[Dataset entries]
>>>>>

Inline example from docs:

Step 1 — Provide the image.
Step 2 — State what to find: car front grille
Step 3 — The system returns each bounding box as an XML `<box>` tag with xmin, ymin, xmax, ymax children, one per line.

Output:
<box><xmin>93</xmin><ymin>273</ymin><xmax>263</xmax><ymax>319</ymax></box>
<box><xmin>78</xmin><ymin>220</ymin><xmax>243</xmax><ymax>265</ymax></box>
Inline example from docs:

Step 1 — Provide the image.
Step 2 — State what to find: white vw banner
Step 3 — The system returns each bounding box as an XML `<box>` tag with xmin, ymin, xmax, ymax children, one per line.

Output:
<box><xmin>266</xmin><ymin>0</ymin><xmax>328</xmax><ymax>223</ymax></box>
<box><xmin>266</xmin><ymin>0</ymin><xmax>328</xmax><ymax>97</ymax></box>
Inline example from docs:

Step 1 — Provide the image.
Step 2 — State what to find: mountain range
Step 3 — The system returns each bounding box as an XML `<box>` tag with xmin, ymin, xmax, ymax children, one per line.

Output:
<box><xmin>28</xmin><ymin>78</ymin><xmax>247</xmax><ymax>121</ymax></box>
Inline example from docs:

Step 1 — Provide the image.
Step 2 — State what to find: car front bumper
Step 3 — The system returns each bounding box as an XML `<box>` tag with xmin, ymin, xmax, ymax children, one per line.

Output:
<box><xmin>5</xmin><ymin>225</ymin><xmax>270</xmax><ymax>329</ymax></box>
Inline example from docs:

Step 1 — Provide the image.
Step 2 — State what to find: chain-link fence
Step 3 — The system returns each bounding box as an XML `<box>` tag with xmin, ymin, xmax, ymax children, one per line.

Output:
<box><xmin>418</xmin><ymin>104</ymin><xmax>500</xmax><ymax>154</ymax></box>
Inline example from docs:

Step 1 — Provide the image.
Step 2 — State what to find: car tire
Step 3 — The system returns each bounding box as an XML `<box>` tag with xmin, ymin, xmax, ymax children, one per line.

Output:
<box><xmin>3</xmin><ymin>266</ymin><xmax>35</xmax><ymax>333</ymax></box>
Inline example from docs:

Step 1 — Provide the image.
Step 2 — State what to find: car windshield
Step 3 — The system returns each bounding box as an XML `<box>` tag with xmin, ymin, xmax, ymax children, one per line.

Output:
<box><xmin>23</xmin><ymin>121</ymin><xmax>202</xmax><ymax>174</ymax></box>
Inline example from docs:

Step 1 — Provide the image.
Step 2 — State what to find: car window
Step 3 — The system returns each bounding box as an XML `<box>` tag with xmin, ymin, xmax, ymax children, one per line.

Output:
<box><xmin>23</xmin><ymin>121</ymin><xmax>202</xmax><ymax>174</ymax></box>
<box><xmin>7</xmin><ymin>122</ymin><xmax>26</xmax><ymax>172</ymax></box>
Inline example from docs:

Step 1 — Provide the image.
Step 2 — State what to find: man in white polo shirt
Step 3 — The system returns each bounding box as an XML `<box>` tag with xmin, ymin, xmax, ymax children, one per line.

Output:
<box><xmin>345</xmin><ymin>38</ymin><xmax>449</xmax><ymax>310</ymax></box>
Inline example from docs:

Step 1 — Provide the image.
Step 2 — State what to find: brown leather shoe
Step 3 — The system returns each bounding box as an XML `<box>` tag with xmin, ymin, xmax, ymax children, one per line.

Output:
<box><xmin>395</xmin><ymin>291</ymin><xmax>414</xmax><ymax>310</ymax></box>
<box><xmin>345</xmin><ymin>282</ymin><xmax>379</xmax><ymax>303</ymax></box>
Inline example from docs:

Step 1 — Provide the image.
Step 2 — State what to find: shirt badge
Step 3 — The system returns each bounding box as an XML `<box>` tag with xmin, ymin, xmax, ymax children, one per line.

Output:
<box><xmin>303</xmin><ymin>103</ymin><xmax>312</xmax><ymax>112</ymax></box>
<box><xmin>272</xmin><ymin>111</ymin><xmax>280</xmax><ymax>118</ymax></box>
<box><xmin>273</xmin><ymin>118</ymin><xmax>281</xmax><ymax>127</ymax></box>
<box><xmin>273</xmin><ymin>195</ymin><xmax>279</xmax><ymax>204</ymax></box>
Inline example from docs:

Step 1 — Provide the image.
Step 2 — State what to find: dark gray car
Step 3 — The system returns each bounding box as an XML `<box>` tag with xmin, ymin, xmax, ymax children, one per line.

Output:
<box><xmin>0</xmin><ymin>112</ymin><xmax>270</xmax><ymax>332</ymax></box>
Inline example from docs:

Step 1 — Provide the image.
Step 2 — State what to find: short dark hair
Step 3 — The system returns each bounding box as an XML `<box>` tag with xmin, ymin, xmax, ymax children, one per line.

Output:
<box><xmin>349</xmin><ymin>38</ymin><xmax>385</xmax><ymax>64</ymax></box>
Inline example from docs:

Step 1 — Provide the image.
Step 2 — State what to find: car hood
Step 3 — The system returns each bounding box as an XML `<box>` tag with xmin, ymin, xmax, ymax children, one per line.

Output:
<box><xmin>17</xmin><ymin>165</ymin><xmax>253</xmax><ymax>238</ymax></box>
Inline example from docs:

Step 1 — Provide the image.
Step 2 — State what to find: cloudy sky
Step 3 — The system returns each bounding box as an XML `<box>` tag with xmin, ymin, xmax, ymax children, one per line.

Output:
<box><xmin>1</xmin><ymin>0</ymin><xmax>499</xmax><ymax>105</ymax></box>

<<<<<

Which lines of the records above hold the word "front"? Copy each of them.

§ **Solution for this task**
Step 2 — State what to find: car front grille
Step 2 — State what to find: car front bumper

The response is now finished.